* _SOAL UNTUK DIKERJAKAN_
**1.** Perbarui tulisan tentang keamanan Bali, mulai dari bagian yang memuat "Waktu lagi asik" dan berhenti setelah "dalam hati saya?". Ganti "simple" dengan "sederhana".
**2.** Ringkaslah tulisan tentang keamanan Bali dalam dua kalimat.
**3.** Lanjutkan tulisan tentang keamanan Bali, dimulai setelah kalimat terakhirnya.

Mungkin, selain pertukaran pelajar ke luar negeri, pertukaran pelajar
antar propinsi di Indonesia sangat diperlukan. Tujuannya supaya
orang-orang kayak saya bisa belajar dan kenal lebih banyak budaya lain.
Only if I had a chance, I'd love to spend 6 months in Merauke, Batak,
NTT, Manado, atau Pontianak. :)
5. Indonesia? Teroris dan penipuan?
Empat poin di atas memang perlu diluruskan karena bikin gemes, tapi poin
terakhir ini rasanya patut dipikirkan dengan lebih serius. Suatu
ketika, saya ketemu orang Jepang yang sudah 3 kali berkunjung ke Bali.
Kunjungan terakhirnya lebih dari 8 tahun yang lalu, yang artinya sebelum
Bom Bali 2002.
Waktu lagi asik makan, dia nanya:
"Is Bali safe now?"
Eng ing eng. Pertanyaan simple yang luar biasa susah jawabnya. It's not
just about saying yes and nod your head upside down. Ini tentang memberi
rasa aman dan pertanggungjawaban dan menjaga nama baik nusa dan bangsa.
Mau tau jawaban jujur dalam hati saya?
"Itu nasib mbak. Hidup mati di tangan Tuhan."
Tapi kalo saya jawab gitu, makin gak elok lah nama negara kita ini.
Akhirnya saya bilang: "Sure, you dont have to worry. Bali is safe and our government is improving our safety system."

* _DATA TERCATAT_

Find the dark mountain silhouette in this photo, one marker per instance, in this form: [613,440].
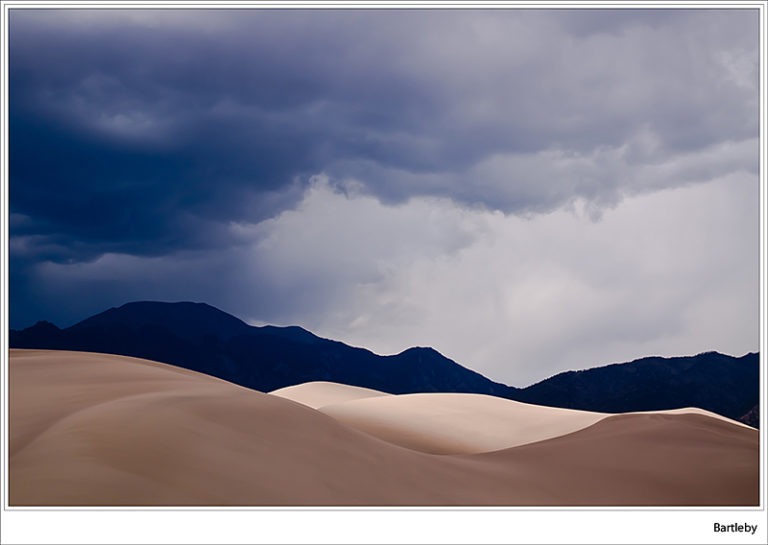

* _HASIL PENGERJAAN_
**1.**
Waktu lagi asik makan, dia nanya:
"Is Bali safe now?"
Eng ing eng. Pertanyaan sederhana yang luar biasa susah jawabnya. It's not
just about saying yes and nod your head upside down. Ini tentang memberi
rasa aman dan pertanggungjawaban dan menjaga nama baik nusa dan bangsa.
Mau tau jawaban jujur dalam hati saya?

**2.** Penulis berpendapat bahwa pertukaran pelajar antarprovinsi di Indonesia diperlukan supaya orang bisa belajar dan mengenal lebih banyak budaya lain. Penulis juga menceritakan seorang Jepang yang terakhir berkunjung ke Bali sebelum Bom Bali 2002 dan bertanya apakah Bali sudah aman, lalu penulis menjawab bahwa Bali aman dan pemerintah sedang memperbaiki sistem keamanan.

**3.**
Si mbak belum percaya dan mengeluarkan kalimat maut:
"But I heard after 9/11, terrorist come to Indonesia and Malaysia (yayyy punya temen lagi)...."
Saya diem sebentar dan muter otak gimana caranya nemuin kalimat yang pas
supaya si mbaknya ga kemakan berita bualan buatan pihak yang pengen
mengkambinghitamkan pihak-pihak tertentu. <-- kalimat super ambigu.
Akhirnya saya jawab semampu saya, entah pembaca mau nimpuk pake tomat
atau ngasi opini tambahan: "It's a rumor and all of us don't know what's
going on today. I bet not just Indonesia or Malaysia (njaluk konco),
but we do concern about safety and yes, I think Indonesia is safe now.
You are really welcome."
Saya tahu jawaban itu sangat tidak menjelaskan keingintahuan si mbak,
tapi saat itu, that's the best I could give to protect my country. ;p
Sayangnya, si mbak yang ngaku jatuh cinta ama Bali, melanjutkan kalo dia
punya pengalaman buruk di Bali.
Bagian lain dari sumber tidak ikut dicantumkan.